EXTRACTED TEXT:
I agree about Simpsons season 3. Kind of a let-down. In subsequent seasons it reached heights of some awesomosity that now when we look back it is impossible to remember how exciting season 3 was AT THE TIME. Me, I am waiting until season 5, and then I will PURCHASE THE ENTIRE DVD SET. That is a fucking great season.

D Sampson said:

Some people are SO into the Family Guy, and I can't feel it!
Six Feet Under ranks below Sopranos for me, but I still really love it, and have had dreams about it.
And I have never watched enough Simpsons to separate the seasons in my mind.

Steve said:

Dude, Six Feet!!! I like it so much more than The Sopranos. I feel it so much deeper. HITS ME! HARD!!
Wait, so you don't like The Simpsons?? Never got in?? There are so many different very distinct phases of the Simpsons, and it was very different shows at different times.

I'm glad you're further exploring this recent phenomenon of DVD sets of TV shows selling millions and millions of copies.

I, like you, am typically very engaged by TV series on box set DVD. I mean, for me it is "no commericals." That is for me.

Fox has always been shady about the Family Guy, and I never knew why. Literally every single person I knew when the show was first airing saw and loved the show. It is very funny, and a great weekly "fix" kind of show.

That having been said, I have also been disappointed by repeated viewings of the show. I, and others it seems.

Frankly, the show was never given time to fully develop and flesh out the characters. The plots are all based on the same types of running gags, and the shows themselves feel much more like a series of sketches than full fledged narrative episodes.

CHALLENGE 1: In the rows below, rewrite everything starting with the line that contains "Final review — confirm that every finger" and going on through the end of the rows. Change "occluded instances" to "partly hidden instances" and leave everything else unchanged.

DATASET RECORDS:
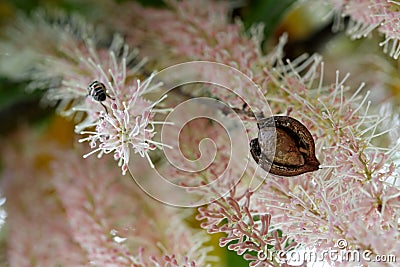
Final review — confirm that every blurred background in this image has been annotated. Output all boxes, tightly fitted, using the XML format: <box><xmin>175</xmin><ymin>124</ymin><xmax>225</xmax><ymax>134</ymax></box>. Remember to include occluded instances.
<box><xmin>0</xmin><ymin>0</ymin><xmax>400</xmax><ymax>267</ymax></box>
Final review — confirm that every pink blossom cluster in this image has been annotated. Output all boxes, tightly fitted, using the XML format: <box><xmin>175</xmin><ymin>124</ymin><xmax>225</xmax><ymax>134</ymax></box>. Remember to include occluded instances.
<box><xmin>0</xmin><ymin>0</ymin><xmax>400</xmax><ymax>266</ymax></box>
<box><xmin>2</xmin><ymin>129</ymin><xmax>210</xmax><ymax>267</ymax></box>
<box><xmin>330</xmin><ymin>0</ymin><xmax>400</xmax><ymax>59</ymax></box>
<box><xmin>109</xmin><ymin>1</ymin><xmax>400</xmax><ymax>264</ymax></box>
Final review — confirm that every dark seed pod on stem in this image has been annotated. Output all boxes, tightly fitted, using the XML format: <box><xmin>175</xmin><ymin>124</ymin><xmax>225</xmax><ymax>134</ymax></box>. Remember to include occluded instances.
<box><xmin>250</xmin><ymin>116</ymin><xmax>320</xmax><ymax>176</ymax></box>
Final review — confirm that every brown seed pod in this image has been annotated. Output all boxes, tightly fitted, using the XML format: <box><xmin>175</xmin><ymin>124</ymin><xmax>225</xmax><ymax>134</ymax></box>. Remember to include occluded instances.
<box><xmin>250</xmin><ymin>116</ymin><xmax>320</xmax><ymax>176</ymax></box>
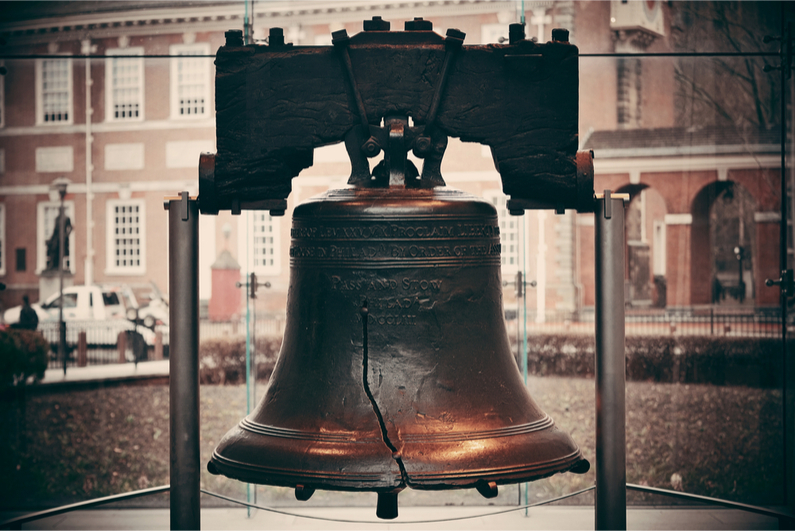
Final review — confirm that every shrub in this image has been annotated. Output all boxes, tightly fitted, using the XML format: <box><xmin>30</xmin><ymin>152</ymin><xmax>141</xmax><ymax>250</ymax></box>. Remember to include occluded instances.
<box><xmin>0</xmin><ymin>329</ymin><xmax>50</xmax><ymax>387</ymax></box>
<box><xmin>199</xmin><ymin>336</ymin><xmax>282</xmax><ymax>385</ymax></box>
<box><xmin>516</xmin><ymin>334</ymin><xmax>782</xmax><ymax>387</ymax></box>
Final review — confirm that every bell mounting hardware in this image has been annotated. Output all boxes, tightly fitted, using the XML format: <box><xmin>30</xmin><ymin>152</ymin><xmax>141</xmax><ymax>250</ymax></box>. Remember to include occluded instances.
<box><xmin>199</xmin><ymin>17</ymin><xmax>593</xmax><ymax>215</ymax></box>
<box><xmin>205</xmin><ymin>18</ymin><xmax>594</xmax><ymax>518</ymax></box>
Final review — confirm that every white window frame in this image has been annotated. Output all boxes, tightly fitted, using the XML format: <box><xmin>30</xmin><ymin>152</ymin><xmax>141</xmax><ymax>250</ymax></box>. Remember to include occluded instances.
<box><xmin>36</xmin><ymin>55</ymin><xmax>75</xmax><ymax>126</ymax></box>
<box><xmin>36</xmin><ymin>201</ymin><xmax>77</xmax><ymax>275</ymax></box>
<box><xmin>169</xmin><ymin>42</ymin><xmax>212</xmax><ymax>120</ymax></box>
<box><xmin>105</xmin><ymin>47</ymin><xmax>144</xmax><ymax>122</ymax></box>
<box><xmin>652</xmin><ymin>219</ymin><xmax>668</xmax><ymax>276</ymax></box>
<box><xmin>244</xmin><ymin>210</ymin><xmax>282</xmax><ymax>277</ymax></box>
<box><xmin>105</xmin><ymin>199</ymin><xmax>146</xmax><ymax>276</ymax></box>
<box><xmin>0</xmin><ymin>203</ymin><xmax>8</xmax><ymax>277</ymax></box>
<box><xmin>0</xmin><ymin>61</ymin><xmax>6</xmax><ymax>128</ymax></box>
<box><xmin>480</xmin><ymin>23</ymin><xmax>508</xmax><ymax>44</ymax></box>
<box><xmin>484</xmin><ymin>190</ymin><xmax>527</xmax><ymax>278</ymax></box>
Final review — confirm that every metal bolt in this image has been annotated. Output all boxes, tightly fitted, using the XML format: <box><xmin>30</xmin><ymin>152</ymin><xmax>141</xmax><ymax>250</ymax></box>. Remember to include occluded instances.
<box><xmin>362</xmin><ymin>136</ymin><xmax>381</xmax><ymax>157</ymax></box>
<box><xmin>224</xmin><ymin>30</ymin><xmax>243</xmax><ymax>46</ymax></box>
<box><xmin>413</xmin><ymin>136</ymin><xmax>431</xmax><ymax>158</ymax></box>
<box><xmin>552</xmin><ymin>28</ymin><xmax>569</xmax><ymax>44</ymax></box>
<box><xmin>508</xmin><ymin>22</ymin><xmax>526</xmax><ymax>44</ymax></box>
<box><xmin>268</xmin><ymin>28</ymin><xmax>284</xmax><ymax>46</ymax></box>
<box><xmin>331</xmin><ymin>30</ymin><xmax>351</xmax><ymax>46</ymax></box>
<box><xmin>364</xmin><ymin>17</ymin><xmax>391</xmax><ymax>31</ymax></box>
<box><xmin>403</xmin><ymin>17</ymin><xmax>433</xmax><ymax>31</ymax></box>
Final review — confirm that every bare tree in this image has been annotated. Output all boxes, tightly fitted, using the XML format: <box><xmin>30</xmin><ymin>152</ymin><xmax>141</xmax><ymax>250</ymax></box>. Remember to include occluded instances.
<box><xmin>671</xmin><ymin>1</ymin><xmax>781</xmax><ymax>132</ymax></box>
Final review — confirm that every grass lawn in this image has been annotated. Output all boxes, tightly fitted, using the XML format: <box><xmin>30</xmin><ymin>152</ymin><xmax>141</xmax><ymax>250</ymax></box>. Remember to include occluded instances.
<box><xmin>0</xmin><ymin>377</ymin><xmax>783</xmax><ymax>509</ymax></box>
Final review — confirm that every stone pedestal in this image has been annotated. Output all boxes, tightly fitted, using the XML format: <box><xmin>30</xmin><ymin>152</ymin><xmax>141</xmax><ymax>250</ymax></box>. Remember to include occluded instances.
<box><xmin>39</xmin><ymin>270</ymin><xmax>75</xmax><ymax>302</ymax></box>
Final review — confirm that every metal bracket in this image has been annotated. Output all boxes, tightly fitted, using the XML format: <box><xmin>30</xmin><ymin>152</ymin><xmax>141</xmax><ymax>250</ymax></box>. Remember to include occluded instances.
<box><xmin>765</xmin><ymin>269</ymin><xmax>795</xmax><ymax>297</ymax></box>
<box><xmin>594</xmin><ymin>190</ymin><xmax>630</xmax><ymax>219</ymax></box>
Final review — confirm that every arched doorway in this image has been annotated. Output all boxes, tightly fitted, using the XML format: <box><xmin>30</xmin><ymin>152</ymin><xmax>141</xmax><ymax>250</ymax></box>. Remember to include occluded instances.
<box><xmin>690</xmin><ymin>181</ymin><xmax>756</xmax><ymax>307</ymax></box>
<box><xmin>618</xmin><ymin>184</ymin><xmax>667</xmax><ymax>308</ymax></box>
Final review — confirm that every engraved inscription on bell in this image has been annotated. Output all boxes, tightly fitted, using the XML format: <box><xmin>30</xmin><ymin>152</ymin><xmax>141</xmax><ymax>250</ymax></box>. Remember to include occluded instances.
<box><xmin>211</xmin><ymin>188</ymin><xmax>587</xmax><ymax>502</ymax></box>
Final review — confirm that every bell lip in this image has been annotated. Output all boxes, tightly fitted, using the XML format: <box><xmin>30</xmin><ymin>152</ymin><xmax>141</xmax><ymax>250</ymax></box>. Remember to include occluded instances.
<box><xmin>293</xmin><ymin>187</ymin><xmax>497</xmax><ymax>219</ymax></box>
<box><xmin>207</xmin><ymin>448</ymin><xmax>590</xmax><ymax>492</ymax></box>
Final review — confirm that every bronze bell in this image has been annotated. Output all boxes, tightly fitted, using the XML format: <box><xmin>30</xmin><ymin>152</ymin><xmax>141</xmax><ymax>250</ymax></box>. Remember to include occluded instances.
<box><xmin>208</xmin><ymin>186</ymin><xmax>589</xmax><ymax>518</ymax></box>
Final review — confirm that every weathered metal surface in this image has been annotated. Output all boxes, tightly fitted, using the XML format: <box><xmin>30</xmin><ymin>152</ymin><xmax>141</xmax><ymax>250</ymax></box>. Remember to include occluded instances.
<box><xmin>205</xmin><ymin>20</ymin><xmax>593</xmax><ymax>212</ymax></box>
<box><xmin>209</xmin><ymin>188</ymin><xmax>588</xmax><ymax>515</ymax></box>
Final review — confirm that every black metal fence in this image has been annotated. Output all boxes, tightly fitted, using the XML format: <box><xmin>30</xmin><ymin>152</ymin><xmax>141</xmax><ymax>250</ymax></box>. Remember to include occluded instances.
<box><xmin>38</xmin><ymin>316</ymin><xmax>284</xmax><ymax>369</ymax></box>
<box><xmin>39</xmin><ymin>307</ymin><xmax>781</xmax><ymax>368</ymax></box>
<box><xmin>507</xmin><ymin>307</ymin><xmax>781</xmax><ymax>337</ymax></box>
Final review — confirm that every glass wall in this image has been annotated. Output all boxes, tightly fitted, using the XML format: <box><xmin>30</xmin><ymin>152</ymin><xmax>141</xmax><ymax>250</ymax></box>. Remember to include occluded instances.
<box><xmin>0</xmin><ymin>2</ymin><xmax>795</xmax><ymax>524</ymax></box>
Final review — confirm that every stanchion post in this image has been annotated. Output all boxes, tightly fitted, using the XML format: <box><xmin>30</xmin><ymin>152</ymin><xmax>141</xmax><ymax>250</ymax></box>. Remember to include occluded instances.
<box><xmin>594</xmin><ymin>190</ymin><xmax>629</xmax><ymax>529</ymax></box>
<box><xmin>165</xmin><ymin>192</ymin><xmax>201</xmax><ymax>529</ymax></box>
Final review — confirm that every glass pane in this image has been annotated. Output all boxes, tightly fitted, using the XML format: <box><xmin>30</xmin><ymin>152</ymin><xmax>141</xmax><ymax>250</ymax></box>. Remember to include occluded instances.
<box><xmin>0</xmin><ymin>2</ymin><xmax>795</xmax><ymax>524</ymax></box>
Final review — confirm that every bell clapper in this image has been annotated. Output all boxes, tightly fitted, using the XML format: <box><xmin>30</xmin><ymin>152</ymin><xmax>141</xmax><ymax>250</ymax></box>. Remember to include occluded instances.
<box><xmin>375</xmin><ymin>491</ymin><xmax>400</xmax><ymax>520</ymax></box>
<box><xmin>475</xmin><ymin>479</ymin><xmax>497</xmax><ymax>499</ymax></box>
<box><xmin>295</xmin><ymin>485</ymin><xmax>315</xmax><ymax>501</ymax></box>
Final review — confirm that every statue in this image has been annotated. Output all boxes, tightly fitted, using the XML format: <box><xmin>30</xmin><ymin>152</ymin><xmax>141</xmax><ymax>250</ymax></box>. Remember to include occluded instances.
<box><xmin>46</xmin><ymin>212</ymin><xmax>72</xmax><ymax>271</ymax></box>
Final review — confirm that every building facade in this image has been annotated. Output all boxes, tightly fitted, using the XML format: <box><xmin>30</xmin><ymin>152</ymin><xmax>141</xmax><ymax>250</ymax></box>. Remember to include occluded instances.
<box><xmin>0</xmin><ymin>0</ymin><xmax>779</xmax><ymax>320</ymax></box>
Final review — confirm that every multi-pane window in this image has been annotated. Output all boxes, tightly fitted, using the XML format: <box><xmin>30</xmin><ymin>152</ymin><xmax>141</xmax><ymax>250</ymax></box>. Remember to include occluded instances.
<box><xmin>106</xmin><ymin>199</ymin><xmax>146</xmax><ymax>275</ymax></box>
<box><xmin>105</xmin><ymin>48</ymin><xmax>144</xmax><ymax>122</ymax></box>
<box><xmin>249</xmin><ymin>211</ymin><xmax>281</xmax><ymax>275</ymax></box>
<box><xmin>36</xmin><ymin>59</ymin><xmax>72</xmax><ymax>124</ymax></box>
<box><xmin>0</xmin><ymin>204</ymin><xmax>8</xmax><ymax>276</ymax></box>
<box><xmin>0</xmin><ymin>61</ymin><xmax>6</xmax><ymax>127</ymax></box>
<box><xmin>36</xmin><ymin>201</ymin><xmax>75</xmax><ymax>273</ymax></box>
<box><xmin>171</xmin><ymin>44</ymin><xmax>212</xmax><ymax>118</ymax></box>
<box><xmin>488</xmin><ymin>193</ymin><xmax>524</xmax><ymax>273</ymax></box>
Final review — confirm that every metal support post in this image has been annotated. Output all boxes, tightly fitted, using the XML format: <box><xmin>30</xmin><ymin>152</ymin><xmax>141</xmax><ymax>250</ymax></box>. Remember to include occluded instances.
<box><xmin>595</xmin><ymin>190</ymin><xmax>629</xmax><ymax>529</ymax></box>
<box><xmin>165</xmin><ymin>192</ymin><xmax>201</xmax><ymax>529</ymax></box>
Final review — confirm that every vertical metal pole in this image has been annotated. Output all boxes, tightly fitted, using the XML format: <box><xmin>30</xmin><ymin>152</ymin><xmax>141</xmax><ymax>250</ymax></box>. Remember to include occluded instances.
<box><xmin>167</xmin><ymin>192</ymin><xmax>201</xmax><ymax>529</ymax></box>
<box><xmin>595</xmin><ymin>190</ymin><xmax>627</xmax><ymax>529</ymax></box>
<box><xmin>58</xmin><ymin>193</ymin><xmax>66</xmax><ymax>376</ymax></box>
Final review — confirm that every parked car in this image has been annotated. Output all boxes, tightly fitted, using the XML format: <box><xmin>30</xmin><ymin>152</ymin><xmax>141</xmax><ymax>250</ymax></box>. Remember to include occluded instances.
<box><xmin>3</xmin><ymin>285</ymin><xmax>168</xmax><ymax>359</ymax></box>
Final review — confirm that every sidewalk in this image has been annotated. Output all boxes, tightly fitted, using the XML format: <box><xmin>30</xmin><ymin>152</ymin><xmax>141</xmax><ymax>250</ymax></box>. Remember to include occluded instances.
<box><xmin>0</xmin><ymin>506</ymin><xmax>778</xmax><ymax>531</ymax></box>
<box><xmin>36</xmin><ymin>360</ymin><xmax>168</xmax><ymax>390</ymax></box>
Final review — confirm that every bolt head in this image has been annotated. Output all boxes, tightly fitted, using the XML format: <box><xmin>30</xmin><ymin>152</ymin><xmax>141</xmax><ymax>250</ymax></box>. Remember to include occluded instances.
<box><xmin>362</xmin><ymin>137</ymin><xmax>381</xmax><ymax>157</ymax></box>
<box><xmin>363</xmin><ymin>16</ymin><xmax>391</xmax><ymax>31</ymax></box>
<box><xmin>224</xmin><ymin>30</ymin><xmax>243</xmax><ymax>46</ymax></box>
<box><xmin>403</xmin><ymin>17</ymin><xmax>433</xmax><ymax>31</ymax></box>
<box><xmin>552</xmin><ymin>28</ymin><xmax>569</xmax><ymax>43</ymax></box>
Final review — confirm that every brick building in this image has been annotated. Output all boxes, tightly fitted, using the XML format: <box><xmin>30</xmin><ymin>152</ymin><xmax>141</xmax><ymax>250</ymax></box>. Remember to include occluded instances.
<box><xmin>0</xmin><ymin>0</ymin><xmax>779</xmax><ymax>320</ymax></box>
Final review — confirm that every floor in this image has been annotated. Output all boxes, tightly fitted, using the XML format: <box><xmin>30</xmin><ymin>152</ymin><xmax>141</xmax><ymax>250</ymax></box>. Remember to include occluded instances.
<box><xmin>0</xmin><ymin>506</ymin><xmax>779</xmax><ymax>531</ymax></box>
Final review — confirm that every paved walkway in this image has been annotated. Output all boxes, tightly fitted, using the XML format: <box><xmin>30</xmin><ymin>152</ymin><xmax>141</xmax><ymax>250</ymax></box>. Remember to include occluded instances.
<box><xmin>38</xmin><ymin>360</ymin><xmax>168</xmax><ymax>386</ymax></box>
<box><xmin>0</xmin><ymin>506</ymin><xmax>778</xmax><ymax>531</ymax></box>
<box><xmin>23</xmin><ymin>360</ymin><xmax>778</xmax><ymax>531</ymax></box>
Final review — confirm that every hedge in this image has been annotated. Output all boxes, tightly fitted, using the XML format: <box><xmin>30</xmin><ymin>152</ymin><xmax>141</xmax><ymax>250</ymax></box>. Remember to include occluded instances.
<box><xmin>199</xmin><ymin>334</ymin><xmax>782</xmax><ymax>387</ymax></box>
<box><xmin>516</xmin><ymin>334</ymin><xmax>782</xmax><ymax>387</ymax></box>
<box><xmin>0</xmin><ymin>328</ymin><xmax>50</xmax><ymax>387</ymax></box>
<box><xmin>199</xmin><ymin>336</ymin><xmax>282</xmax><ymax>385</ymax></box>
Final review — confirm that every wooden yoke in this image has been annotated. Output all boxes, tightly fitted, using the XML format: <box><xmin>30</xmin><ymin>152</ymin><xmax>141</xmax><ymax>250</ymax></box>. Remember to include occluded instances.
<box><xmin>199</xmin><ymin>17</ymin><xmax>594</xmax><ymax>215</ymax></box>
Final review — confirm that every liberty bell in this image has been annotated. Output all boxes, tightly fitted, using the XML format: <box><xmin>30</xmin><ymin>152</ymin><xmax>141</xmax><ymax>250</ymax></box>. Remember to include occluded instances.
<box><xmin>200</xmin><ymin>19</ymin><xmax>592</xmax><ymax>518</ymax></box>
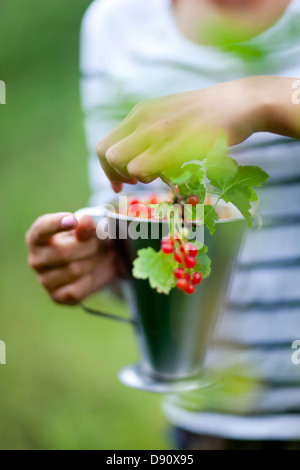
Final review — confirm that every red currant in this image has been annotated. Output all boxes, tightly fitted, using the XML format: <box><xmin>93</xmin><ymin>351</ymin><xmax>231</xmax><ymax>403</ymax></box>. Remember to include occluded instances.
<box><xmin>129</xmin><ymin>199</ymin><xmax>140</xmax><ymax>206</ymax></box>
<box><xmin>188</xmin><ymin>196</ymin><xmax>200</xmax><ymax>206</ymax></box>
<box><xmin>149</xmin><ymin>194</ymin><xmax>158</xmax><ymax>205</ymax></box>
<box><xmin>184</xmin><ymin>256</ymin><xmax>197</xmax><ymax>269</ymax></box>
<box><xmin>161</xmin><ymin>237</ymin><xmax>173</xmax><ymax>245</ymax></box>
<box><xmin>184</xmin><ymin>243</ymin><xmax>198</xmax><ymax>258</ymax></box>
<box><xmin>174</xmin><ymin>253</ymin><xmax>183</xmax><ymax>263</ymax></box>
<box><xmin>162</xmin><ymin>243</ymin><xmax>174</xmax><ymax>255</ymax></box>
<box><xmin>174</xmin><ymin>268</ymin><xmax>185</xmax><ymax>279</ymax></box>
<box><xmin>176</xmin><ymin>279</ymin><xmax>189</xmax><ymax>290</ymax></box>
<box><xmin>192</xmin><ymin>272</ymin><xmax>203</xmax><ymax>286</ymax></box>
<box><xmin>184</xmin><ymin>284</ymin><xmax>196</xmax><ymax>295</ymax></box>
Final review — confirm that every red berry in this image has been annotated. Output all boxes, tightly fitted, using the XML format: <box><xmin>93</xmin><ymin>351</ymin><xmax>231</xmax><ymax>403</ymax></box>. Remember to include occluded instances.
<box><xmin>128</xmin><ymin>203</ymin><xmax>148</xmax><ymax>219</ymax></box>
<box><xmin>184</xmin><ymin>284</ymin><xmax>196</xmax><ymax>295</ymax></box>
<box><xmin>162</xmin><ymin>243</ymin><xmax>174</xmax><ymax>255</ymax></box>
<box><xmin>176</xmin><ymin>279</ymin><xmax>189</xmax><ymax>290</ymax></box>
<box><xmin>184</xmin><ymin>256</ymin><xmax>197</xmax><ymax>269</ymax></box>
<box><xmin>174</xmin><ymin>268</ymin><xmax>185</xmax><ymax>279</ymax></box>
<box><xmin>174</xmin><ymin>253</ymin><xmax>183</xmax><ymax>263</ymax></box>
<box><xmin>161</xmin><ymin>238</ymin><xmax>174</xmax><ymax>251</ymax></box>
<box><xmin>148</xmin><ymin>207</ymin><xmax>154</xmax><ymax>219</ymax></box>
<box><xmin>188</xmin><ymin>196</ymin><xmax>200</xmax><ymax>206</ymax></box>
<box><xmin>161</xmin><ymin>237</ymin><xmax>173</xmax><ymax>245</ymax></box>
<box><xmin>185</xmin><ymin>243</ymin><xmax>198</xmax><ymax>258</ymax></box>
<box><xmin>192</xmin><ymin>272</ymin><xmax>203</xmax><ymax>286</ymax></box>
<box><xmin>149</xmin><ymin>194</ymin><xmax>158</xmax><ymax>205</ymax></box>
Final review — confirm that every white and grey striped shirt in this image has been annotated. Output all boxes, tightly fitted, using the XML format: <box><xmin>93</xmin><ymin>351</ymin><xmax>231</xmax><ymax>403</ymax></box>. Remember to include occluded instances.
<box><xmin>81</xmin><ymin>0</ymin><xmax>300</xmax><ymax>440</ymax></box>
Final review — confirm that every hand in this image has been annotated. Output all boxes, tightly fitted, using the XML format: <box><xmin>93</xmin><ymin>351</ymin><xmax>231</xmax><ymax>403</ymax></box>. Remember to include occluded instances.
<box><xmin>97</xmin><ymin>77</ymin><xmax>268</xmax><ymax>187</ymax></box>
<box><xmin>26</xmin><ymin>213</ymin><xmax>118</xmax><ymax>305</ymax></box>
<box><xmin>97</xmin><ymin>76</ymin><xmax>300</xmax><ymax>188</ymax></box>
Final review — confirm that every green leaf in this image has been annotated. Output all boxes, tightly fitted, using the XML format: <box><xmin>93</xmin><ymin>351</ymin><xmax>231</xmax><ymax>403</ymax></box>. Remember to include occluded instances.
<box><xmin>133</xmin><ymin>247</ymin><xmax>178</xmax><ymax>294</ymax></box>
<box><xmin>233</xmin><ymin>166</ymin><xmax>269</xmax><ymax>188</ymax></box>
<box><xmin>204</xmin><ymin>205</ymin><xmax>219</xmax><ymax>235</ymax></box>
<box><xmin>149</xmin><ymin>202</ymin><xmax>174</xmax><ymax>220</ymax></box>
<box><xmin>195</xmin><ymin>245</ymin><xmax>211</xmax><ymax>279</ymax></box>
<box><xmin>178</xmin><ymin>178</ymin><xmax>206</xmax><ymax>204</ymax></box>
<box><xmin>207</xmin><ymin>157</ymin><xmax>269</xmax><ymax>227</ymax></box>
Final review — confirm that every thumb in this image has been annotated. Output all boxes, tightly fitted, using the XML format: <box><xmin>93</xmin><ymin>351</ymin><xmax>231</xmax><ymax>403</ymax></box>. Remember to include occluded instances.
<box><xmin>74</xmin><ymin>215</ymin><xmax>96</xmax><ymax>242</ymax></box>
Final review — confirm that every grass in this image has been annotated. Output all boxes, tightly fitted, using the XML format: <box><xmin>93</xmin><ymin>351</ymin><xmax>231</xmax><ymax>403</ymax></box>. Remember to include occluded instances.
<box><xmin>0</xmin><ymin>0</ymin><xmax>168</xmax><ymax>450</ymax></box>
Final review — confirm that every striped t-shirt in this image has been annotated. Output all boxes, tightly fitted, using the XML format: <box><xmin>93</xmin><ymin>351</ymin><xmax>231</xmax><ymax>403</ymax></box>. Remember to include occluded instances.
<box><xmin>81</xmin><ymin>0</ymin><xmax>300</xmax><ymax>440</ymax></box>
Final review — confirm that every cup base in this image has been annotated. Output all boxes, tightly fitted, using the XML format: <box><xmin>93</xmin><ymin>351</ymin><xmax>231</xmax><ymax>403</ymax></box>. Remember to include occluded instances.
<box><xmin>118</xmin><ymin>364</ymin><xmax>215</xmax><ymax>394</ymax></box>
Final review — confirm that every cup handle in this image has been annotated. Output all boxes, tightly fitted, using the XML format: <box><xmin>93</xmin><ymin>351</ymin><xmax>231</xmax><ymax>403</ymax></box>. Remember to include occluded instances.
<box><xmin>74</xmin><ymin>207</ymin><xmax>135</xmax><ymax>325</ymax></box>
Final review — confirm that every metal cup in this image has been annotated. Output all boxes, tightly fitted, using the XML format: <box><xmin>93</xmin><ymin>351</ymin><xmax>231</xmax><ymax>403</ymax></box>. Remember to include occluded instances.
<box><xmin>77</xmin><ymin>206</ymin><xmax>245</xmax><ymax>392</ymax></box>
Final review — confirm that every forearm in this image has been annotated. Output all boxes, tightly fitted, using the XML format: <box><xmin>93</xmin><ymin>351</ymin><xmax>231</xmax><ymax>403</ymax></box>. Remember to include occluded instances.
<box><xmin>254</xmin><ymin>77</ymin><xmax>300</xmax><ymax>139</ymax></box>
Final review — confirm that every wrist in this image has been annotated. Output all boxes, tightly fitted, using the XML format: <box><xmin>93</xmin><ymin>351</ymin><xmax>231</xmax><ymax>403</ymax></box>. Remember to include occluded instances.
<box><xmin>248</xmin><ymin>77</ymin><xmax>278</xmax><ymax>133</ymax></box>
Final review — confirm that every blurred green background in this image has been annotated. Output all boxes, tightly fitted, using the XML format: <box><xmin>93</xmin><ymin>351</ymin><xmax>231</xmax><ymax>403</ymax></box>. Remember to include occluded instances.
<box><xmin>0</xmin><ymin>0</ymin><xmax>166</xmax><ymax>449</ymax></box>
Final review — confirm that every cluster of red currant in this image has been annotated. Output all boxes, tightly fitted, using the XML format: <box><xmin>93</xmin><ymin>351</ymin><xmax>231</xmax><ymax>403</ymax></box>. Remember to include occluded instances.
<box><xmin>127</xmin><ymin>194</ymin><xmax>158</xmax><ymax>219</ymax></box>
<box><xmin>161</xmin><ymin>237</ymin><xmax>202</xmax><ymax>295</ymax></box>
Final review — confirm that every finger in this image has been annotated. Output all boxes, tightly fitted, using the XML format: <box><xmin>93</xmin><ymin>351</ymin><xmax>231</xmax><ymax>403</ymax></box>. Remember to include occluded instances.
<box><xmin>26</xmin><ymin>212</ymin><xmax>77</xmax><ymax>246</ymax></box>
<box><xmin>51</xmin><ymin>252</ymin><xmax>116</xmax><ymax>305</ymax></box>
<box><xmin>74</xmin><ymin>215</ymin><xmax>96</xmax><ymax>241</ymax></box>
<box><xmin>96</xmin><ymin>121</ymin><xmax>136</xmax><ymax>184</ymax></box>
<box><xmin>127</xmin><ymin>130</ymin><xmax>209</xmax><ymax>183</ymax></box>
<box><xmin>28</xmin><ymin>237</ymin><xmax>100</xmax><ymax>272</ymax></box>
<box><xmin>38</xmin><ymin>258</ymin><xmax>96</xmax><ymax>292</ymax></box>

CHALLENGE 2: From the TV show discussion, reproduce word for word the passage starting with "I agree about" and going on through "in my mind.".

COMPLETE OUTPUT 1:
Final review — confirm that every finger in this image has been annotated. Output all boxes, tightly fitted, using the XML format: <box><xmin>93</xmin><ymin>351</ymin><xmax>231</xmax><ymax>403</ymax></box>. Remember to include partly hidden instances.
<box><xmin>26</xmin><ymin>212</ymin><xmax>77</xmax><ymax>246</ymax></box>
<box><xmin>51</xmin><ymin>252</ymin><xmax>116</xmax><ymax>305</ymax></box>
<box><xmin>74</xmin><ymin>215</ymin><xmax>96</xmax><ymax>241</ymax></box>
<box><xmin>96</xmin><ymin>121</ymin><xmax>136</xmax><ymax>184</ymax></box>
<box><xmin>127</xmin><ymin>130</ymin><xmax>209</xmax><ymax>183</ymax></box>
<box><xmin>28</xmin><ymin>237</ymin><xmax>100</xmax><ymax>272</ymax></box>
<box><xmin>38</xmin><ymin>258</ymin><xmax>96</xmax><ymax>292</ymax></box>

COMPLETE OUTPUT 2:
I agree about Simpsons season 3. Kind of a let-down. In subsequent seasons it reached heights of some awesomosity that now when we look back it is impossible to remember how exciting season 3 was AT THE TIME. Me, I am waiting until season 5, and then I will PURCHASE THE ENTIRE DVD SET. That is a fucking great season.

D Sampson said:

Some people are SO into the Family Guy, and I can't feel it!
Six Feet Under ranks below Sopranos for me, but I still really love it, and have had dreams about it.
And I have never watched enough Simpsons to separate the seasons in my mind.